# [Work required]
Reproduce all of the following data line by line, shifting every coordinate in the answers by -31 and leaving the rest of each line unchanged.

(Raw data)
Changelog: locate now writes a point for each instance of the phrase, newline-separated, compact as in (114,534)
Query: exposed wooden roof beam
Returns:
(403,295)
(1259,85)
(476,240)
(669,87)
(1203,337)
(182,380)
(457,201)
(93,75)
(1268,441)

# [Written response]
Changelog: locate now writes a point for each instance of the phrase, newline-separated, compact as in (114,534)
Query: exposed wooden roof beam
Returns:
(372,264)
(1228,54)
(445,209)
(638,56)
(1172,306)
(151,349)
(426,170)
(62,44)
(1237,410)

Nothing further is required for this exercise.